* _PROMPT_:
Change every "highlight" in the rows below to "outline" and leave the rest untouched.

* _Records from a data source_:
****

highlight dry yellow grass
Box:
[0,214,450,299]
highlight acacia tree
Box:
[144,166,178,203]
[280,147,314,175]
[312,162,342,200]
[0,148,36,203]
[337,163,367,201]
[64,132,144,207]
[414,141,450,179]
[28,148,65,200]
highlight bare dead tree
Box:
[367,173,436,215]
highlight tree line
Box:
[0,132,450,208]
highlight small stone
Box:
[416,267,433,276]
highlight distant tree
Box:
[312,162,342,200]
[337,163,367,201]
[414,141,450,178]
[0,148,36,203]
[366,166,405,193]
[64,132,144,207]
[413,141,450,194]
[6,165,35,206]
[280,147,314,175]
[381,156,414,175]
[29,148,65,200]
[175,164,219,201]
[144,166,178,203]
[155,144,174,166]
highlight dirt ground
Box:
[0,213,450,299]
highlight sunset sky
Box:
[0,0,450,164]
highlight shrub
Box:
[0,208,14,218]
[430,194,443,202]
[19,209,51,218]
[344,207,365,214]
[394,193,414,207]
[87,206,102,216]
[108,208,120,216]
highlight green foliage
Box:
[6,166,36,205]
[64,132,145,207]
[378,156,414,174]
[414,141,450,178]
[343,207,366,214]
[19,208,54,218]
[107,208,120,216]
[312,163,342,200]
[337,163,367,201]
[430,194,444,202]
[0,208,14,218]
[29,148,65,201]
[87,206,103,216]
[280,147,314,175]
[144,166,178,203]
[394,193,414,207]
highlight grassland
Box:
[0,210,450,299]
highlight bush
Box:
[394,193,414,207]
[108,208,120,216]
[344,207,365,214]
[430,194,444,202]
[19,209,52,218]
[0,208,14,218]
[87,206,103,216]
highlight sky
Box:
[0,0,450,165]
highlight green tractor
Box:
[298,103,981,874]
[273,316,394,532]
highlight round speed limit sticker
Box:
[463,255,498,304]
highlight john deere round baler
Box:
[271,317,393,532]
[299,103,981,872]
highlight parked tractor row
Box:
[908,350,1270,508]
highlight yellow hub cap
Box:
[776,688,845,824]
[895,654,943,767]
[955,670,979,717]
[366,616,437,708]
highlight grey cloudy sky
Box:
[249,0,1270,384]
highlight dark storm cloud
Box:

****

* _TASK ANSWER_:
outline dry yellow grass
Box:
[0,214,450,299]
outline acacia tree
Box:
[144,166,178,203]
[280,147,314,175]
[312,162,342,200]
[0,148,36,203]
[337,163,367,201]
[64,132,144,207]
[414,141,450,179]
[28,148,65,200]
outline bare dead tree
Box:
[367,173,436,215]
outline tree line
Box:
[0,132,450,208]
outline small stone
Box:
[416,267,433,276]
outline distant tree
Box:
[312,162,342,200]
[337,163,367,201]
[414,141,450,178]
[0,148,36,203]
[366,166,405,193]
[64,132,144,207]
[413,141,450,194]
[6,165,35,206]
[280,147,314,175]
[381,156,414,175]
[29,148,65,200]
[175,164,219,201]
[144,166,178,203]
[155,144,174,166]
outline dirt ground
Box:
[0,213,450,299]
outline sunset sky
Box:
[0,0,450,164]
outline shrub
Box:
[0,208,14,218]
[430,194,443,202]
[19,209,51,218]
[344,207,365,214]
[394,193,414,207]
[87,206,102,216]
[108,208,120,216]
outline green foliage
Box:
[6,166,36,205]
[64,132,145,207]
[378,156,414,174]
[414,141,450,178]
[343,207,366,214]
[19,208,54,218]
[107,208,120,216]
[312,163,342,200]
[337,163,367,201]
[430,194,444,202]
[0,208,14,218]
[29,148,65,201]
[87,206,103,216]
[280,147,314,175]
[144,166,178,203]
[394,193,414,207]
outline grassland
Box:
[0,210,450,299]
outline bush
Box:
[394,193,414,207]
[108,208,120,216]
[344,207,365,214]
[430,194,444,202]
[19,209,52,218]
[0,208,14,218]
[87,206,103,216]
outline sky
Box:
[0,0,450,165]
outline green tractor
Box:
[298,103,981,874]
[273,316,394,532]
outline round speed limit sticker
Box:
[463,255,498,304]
outline john deere round baler
Box:
[271,317,393,532]
[299,103,981,872]
outline parked tractor row
Box:
[908,350,1270,508]
outline yellow hub cap
Box:
[776,688,845,824]
[895,654,943,767]
[955,670,979,717]
[366,616,437,708]
outline grey cloudy sky
Box:
[249,0,1270,384]
outline dark storm cloud
Box:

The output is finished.